= Excerpt to read =
Last year I was invited to give evidence to the Science and Technology Committee’s inquiry on research integrity.
Shortly afterwards I wrote about the questions I’d received as part of this session, posed by MP Carol Monaghan, which related to conflicts of interest in health and social care research.
Carol asked me about the PACE trial, a large-scale study of treatments for people with Myalgic Encephalomyelitis (ME), sometimes known as Chronic Fatigue Syndrome (CFS) although there is an important research question about whether they are the same. The condition is very debilitating and we need to be able to do more to help. I am grateful to Carol and to the Committee for bringing this study to my attention in this forum. After I gave evidence, the HRA received further questions about the PACE trial from members of the public and patients also concerned about this study.
The Health Research Authority has since conducted a detailed assessment of the PACE trial. This work has taken a significant amount of time and resource, and today Norman Lamb, the Chair of the Committee, has published our letter to him, setting out the results of this assessment, on the Committee’s website.
Some concerns with the PACE trial that were brought to our attention are beyond the remit of the HRA as it is not the job of a regulator to interfere with proper scientific debates about the significance of published results. The study was first approved in 2007, many years before the organisation that exists today was formed, and it is important to judge researchers and ethics committee decisions against the standards of the time when they were made. However, we have taken the opportunity to identify things that may need to change. In particular, we have committed to do further work to clarify expectations in the area of conflicts of interest and to give clearer advice on the proper approach to making data available for further analysis.
Our assessment of the PACE study has taken place alongside a strategic investment of increased resource into our research transparency work. We know that we need to be clearer with researchers, funders and sponsors about our transparency requirements, something which we set out in our response to the Science and Technology Committee’s report last autumn.
This assessment marks the end of our work on the PACE trial, and we will now direct our effort into ensuring that a robust regulatory framework protects and promotes the interests of all patients in good quality health and social care research in the future.
Again, we are grateful to Carol Monaghan for raising with us her concerns about the PACE study. As I know our response to the Committee makes clear, research transparency is of utmost importance to the HRA, and we will continue to update you as our work in this area progresses.

= Entries taken from a collection =
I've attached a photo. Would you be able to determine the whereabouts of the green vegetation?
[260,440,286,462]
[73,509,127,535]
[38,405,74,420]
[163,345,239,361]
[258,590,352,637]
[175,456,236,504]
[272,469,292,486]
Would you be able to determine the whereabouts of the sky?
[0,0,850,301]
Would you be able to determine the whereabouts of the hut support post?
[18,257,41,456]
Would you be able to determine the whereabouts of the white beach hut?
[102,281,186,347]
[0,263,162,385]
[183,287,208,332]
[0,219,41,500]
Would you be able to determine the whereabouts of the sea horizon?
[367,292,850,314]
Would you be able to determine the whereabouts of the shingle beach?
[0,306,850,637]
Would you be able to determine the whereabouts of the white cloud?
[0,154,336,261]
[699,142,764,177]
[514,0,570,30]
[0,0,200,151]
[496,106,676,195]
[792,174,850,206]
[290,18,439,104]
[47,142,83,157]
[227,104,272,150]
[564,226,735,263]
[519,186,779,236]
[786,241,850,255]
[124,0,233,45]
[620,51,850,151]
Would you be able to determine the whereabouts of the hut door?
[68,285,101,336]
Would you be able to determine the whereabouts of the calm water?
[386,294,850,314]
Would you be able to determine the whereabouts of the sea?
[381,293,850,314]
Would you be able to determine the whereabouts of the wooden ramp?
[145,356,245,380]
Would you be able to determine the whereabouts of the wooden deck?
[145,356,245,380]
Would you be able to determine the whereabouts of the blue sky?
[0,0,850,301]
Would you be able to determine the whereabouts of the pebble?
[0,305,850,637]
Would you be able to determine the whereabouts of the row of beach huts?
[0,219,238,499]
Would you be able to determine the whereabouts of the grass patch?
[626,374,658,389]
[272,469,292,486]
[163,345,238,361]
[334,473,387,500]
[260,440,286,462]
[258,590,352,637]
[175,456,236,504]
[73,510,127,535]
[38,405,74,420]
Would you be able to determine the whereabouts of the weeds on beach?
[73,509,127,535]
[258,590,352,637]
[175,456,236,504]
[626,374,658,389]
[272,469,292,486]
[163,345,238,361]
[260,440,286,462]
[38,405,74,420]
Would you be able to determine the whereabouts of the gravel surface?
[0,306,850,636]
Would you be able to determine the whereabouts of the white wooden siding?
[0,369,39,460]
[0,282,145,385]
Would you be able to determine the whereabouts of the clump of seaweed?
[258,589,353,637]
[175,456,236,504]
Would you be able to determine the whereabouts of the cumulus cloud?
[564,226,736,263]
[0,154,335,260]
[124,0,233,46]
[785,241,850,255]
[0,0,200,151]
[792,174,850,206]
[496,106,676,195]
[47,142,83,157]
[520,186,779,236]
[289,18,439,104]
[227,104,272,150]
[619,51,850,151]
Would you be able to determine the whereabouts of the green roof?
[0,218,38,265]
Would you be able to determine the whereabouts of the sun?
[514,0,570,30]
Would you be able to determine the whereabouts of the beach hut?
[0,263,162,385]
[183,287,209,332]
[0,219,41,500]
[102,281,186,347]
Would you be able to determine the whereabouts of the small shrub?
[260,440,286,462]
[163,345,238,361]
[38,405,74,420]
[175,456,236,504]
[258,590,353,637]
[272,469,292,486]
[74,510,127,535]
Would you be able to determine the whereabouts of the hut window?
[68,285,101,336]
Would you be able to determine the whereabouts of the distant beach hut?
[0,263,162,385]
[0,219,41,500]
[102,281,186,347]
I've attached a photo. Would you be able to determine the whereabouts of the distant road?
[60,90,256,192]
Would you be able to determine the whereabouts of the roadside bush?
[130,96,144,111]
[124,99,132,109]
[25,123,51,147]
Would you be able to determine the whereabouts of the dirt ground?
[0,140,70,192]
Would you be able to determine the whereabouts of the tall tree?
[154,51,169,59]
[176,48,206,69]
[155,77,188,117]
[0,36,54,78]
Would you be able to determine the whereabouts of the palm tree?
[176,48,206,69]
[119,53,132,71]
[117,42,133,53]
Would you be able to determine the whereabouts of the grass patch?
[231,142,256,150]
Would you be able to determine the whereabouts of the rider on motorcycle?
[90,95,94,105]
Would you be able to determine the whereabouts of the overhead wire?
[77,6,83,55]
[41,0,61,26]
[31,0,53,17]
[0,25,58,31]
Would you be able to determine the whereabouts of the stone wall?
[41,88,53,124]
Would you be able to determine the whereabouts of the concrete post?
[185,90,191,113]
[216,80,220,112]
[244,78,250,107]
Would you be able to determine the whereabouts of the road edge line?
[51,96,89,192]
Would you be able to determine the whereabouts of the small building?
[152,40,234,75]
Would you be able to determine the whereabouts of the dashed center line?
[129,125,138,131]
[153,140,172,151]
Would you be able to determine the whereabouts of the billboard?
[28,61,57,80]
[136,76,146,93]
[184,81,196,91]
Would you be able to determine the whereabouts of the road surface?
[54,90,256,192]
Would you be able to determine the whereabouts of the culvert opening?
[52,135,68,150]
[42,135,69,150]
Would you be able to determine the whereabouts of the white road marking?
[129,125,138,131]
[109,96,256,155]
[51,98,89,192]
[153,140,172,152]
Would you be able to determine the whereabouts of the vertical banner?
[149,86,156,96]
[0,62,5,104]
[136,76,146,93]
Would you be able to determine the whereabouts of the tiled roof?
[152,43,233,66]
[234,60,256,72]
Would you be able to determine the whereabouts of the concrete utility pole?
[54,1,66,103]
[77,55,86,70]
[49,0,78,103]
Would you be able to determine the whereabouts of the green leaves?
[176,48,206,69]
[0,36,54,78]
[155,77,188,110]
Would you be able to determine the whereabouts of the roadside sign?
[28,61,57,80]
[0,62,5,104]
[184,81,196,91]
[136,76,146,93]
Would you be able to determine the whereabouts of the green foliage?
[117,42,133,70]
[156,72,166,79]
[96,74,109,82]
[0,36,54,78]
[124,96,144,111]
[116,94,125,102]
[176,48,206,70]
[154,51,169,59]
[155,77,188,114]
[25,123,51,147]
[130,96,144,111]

= Goal of the exercise =
Answer these questions using the post above about the PACE trial assessment:
1. Which MP posed the questions about conflicts of interest during the evidence session?
2. In what year was the PACE study first approved?
3. Who published the HRA's letter setting out the results of its assessment?

= Problem solution =
1. Carol Monaghan
2. 2007
3. Norman Lamb, the Chair of the Committee